*What is needed*
Copy the data below word for word, starting at the line that contains "Target: open mouth" and continuing through the last line of the data.

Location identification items
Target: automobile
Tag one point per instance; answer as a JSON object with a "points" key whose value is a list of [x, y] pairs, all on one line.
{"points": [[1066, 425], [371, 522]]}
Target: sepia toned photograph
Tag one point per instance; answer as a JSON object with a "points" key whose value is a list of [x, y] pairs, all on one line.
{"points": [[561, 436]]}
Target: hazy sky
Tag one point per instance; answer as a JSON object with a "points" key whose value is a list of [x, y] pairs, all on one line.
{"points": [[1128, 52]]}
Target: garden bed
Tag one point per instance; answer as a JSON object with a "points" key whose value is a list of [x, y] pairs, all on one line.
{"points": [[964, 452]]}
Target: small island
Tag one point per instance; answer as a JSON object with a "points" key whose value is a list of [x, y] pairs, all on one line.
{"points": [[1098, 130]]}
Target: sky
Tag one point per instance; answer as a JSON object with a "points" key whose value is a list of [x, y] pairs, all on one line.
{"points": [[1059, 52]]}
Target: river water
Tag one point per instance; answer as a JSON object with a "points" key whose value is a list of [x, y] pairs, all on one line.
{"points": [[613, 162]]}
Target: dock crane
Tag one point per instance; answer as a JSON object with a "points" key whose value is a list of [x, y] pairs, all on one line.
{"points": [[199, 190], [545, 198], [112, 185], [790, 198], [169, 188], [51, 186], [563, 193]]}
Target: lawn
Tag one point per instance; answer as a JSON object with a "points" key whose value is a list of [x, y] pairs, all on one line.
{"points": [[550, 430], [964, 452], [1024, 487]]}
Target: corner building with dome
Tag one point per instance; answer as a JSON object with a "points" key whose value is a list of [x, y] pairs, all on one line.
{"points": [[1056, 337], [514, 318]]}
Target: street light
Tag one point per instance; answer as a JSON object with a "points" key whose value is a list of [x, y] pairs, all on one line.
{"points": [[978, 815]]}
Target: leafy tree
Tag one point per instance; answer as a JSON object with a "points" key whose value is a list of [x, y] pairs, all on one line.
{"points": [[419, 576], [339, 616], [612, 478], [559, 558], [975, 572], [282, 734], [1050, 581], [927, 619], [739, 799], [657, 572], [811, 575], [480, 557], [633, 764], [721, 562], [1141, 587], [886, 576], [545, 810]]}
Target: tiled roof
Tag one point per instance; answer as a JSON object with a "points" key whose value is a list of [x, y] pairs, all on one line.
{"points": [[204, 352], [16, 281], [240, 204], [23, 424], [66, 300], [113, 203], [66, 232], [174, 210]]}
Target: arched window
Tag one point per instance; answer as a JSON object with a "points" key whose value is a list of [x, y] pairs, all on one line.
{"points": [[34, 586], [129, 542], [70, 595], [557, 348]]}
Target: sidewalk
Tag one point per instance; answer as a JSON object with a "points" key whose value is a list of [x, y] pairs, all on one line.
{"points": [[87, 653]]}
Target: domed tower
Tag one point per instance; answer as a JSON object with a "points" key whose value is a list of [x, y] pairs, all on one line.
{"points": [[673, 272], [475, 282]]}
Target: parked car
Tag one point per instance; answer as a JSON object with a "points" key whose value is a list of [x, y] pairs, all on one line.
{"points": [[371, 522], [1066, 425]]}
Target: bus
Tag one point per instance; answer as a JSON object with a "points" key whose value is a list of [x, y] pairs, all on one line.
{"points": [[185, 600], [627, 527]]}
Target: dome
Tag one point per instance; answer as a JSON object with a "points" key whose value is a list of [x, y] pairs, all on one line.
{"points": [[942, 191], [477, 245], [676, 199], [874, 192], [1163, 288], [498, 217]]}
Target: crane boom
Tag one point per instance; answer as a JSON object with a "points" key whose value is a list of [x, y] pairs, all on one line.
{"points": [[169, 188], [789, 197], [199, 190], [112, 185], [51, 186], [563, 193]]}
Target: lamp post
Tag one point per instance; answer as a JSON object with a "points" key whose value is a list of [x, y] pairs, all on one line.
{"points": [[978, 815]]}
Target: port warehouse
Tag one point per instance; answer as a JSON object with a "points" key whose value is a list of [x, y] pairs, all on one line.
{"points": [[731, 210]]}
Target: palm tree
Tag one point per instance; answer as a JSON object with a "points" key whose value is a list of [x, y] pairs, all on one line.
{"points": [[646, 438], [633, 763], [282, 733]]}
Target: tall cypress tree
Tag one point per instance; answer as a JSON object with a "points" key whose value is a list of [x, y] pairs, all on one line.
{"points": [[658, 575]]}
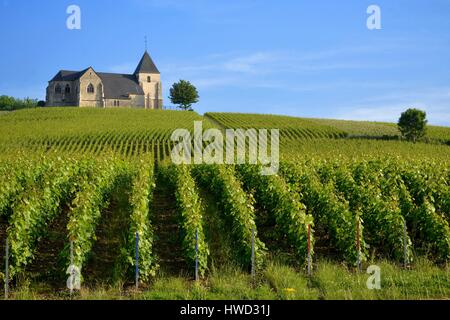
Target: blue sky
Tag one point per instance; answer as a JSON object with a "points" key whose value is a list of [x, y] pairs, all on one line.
{"points": [[302, 58]]}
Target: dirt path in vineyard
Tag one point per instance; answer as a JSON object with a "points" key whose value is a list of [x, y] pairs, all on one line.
{"points": [[167, 243], [48, 266], [103, 266]]}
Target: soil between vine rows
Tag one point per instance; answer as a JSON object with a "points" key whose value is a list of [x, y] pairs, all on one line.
{"points": [[167, 244], [103, 264], [48, 264]]}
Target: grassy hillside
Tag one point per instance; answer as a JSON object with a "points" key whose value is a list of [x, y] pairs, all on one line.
{"points": [[131, 132], [88, 176], [321, 128]]}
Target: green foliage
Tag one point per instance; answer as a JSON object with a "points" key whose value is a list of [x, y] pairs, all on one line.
{"points": [[328, 210], [418, 205], [10, 103], [75, 131], [141, 198], [40, 203], [95, 188], [412, 124], [237, 208], [382, 218], [184, 94], [190, 215]]}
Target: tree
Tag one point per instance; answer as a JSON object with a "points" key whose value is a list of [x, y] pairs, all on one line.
{"points": [[184, 94], [412, 124]]}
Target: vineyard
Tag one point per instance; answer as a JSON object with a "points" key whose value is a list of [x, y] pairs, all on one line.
{"points": [[95, 189]]}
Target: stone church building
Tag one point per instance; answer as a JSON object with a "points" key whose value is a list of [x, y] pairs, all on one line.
{"points": [[89, 88]]}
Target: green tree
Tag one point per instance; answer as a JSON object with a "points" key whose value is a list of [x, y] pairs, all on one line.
{"points": [[412, 124], [184, 94]]}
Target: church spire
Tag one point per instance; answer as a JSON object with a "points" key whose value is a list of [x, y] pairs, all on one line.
{"points": [[146, 65]]}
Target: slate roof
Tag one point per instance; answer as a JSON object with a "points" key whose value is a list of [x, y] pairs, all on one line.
{"points": [[65, 75], [146, 65], [115, 85], [119, 86]]}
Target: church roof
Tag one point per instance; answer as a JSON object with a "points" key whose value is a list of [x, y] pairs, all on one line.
{"points": [[65, 75], [115, 85], [146, 65], [119, 86]]}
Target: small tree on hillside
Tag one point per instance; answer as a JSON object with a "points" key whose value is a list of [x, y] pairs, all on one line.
{"points": [[184, 94], [412, 124]]}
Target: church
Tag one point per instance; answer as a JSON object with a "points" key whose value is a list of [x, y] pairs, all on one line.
{"points": [[89, 88]]}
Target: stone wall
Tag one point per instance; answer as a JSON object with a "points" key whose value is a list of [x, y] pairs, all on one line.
{"points": [[90, 99]]}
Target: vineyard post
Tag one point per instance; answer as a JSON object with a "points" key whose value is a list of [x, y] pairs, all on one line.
{"points": [[253, 252], [196, 255], [358, 243], [7, 270], [137, 261], [405, 244], [309, 250], [71, 265]]}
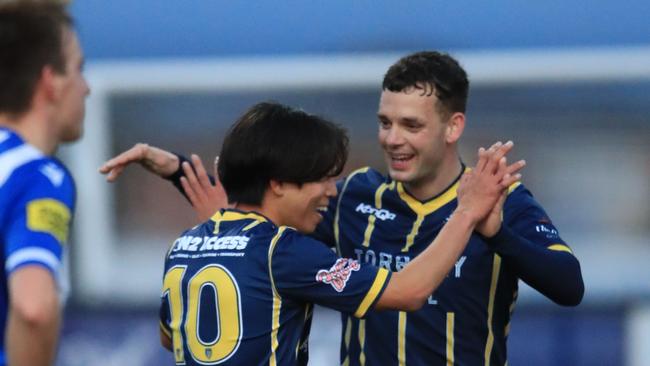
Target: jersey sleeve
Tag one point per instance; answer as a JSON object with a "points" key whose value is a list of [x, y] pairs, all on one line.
{"points": [[39, 222], [525, 216], [306, 270]]}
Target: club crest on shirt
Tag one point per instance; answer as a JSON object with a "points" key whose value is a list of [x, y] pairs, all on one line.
{"points": [[339, 273]]}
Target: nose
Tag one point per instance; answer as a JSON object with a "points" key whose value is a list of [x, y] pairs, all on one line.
{"points": [[330, 187], [393, 136]]}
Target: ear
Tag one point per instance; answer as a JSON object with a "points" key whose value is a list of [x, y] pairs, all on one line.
{"points": [[49, 84], [455, 127], [276, 188]]}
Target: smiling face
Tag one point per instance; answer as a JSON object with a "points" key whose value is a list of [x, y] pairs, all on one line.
{"points": [[300, 206], [413, 136]]}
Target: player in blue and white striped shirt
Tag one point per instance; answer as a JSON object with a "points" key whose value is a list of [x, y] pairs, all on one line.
{"points": [[41, 105]]}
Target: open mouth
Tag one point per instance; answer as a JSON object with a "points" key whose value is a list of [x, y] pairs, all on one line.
{"points": [[399, 161]]}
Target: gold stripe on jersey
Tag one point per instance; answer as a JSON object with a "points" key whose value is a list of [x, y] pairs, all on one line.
{"points": [[219, 216], [346, 339], [496, 268], [560, 248], [338, 204], [371, 218], [362, 342], [401, 339], [511, 309], [277, 301], [451, 317], [513, 186], [423, 209], [371, 295], [164, 329]]}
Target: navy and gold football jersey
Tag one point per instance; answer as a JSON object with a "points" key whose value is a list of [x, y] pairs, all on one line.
{"points": [[238, 290], [36, 204], [466, 320]]}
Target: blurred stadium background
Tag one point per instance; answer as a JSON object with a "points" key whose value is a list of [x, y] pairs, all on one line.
{"points": [[569, 82]]}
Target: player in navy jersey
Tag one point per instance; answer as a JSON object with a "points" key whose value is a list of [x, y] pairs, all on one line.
{"points": [[238, 289], [41, 105], [389, 220]]}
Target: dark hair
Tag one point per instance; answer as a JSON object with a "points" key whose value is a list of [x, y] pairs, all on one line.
{"points": [[31, 37], [432, 72], [272, 141]]}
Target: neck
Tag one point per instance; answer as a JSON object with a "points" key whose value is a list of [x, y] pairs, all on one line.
{"points": [[428, 187], [264, 209], [32, 128]]}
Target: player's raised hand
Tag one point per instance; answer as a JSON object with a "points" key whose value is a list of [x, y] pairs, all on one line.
{"points": [[481, 188], [491, 224], [206, 198], [158, 161]]}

*Task response*
Target: open mouth
Tag one point per instance; answer as a JSON object with a "points" key whose value is a list of [x, y] pairs, all on one line.
{"points": [[399, 161]]}
Target: gold stripe on jersey
Tag one point per instance; answer as a JSON object with a "points" key whose value is a list of [x, y] pairs, all on one line.
{"points": [[219, 216], [346, 339], [496, 268], [560, 248], [338, 204], [371, 218], [362, 342], [401, 339], [511, 309], [277, 301], [451, 317], [513, 186], [423, 209], [371, 295], [164, 329]]}
Target: navy and gold football jersey
Tag one point per instance; answer as a JSON object with a "points" key whose value is a list of [x, y] pairs, all on one line.
{"points": [[238, 290], [36, 204], [466, 320]]}
Target: blurred stadium background
Tag one point per instance; answer as a JSON object with a "points" key whose value is a list of [x, y] pairs, all on one line.
{"points": [[569, 82]]}
Target: player in navy jersey
Tag one point per instance; answer as a JSON object with a "points" key whose value is a list of [x, y] pairs, all on one line.
{"points": [[238, 289], [41, 105], [389, 220]]}
Target: dark hair
Tag one point per instance; answer as a JSON object with a "points" key whose value is a list of [x, y] pairs, all on one line.
{"points": [[31, 37], [432, 72], [272, 141]]}
Target: neck
Tag one point per instance; answer as a JSON object with a "points" key whose value is a list of [x, y] pairs, all on one line.
{"points": [[428, 187], [264, 209], [32, 128]]}
Target: player's raised hand
Tag one point per instance; answer as a JSON object with a "points" key whose value is a list of [x, y] pairs, all on one line.
{"points": [[481, 188], [491, 224], [206, 198], [158, 161]]}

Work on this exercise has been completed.